Texte fourni:
++++++

« C’EST COMPLIQUÉ de partir comme ça… » Pour Frédéric Geay, l’émotion est réelle. Fin mars, ce jeune pharmacien de 35 ans a été contraint de fermer son officine de Najac, en Aveyron. Pourtant, lors de son installation en 2005, rien ne laissait prévoir cet échec, mais les coups durs se sont enchaînés : départ d’un médecin du village, déplacement de la pharmacie concurrente de la commune voisine sur un axe plus passant, perte de la clientèle de la maison de retraite intercommunale… « Sans oublier l’État qui nous est tombé dessus, avec les baisses de prix, de marges, les déremboursements… », complète Frédéric Geay.
De l’Aveyron à la Seine-et-Marne.
Le jeune pharmacien se bat, réorganise son officine, licencie une employée, mais rien n’y fait, la faillite semble inévitable. Il se résout alors à demander un transfert interdépartemental qui sera accordé, en novembre dernier, pour une commune de Seine-et-Marne.
À Najac, l’annonce du départ de la pharmacie déclenche de vives réactions. Rejetant la faute sur le pharmacien, certains habitants évitent l’officine, l’enfonçant dans sa chute, tandis que des pétitions contre le transfert circulent. L’objectif (aujourd’hui presque atteint) est de 2 500 signatures, autant que la population requise pour une officine. « Certes notre village a officiellement 752 habitants, explique le maire, Raymond Rébellac. Mais on ne tient pas compte des nombreux Britanniques qui vivent ici plus de 6 mois par an, ni des 2 000 lits touristiques de l’été. »
Un recours contre le transfert, introduit auprès du ministre de la Santé, a été rejeté car déposé hors délai. Un autre est engagé auprès du tribunal administratif de Toulouse. S’il est admis, « cela me condamne de façon arbitraire, alors que la disparition de la pharmacie est malheureusement inéluctable », souligne Frédéric Geay. Dans le cas contraire, il pourra poursuivre dans sa nouvelle officine de Chauconin-Neufmontiers, près de Meaux (Seine-et-Marne) où il exerce aujourd’hui, grâce au soutien financier de sa famille et de ses amis ; les banques ayant refusé de lui prêter.
« Les gens vont sortir les fourches ! »
Malgré leurs rapports difficiles, le maire de Najac et son ex-pharmacien sont d’accord sur un point : une vingtaine de pharmacies rurales de l’Aveyron sont, à terme, menacées. Comment les sauver ?

++++++

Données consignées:
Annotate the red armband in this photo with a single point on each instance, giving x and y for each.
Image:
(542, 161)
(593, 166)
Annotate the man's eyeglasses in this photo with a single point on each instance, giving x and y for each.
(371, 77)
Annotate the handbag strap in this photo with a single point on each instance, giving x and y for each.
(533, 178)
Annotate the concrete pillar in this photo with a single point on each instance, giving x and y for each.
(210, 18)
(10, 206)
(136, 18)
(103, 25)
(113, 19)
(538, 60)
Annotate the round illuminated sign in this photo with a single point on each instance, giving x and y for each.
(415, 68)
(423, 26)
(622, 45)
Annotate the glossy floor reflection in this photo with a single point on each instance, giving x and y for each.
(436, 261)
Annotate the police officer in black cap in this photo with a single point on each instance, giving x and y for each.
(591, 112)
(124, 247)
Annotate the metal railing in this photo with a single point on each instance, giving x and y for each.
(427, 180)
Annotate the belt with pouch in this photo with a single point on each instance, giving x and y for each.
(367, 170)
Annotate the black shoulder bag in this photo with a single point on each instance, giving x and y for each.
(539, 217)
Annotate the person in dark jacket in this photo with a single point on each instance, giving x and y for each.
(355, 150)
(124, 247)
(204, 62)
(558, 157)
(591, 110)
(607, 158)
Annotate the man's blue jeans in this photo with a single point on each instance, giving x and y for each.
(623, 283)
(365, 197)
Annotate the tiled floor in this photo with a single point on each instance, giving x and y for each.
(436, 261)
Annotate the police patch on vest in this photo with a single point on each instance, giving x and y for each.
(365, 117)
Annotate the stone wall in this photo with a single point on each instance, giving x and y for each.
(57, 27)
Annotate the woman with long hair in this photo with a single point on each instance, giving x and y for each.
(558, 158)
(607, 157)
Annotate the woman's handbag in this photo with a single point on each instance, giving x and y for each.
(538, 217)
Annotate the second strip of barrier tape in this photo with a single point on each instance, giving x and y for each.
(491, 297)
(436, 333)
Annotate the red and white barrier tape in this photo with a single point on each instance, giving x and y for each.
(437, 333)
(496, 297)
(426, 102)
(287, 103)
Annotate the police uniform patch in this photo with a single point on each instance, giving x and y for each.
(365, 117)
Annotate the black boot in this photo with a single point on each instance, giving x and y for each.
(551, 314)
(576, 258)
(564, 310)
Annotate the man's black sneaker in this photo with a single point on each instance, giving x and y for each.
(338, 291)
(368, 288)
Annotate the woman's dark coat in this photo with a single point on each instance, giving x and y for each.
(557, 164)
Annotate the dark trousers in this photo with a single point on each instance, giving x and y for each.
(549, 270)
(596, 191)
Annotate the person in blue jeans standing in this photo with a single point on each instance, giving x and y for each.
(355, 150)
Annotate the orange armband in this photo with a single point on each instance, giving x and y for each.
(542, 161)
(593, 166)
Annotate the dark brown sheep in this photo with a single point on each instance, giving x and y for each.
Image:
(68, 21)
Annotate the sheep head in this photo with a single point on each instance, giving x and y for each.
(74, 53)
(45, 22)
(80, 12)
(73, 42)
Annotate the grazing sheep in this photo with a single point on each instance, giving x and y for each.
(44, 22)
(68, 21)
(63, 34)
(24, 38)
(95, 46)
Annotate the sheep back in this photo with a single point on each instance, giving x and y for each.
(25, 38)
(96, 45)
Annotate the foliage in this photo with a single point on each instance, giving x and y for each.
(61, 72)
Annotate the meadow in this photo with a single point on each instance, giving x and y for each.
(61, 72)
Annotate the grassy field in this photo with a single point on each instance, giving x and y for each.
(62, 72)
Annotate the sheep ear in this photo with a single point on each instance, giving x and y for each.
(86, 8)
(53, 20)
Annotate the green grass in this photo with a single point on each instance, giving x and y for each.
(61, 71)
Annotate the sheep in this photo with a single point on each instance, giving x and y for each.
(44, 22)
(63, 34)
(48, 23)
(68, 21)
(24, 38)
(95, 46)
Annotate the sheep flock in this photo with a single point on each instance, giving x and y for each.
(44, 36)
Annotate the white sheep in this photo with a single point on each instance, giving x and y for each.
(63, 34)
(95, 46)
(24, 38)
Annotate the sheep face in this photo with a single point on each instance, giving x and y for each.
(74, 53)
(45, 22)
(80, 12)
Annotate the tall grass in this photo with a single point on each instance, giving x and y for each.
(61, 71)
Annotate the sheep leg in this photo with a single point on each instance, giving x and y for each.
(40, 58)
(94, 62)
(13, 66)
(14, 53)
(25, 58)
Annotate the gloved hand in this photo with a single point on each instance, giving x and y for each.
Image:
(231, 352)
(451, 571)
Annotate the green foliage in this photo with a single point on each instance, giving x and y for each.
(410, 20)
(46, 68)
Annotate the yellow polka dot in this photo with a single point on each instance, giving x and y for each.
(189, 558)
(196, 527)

++++++

Consignes:
1. Recopiez fidèlement le passage de l'article sur la pharmacie de Najac qui commence par « Malgré leurs rapports » et se poursuit jusqu'à « les sauver ? ».
2. D'après l'article sur la pharmacie de Najac, combien d'habitants le village compte-t-il officiellement selon son maire ?

Réponses attendues:
1.
Malgré leurs rapports difficiles, le maire de Najac et son ex-pharmacien sont d’accord sur un point : une vingtaine de pharmacies rurales de l’Aveyron sont, à terme, menacées. Comment les sauver ?

2. 752 habitants.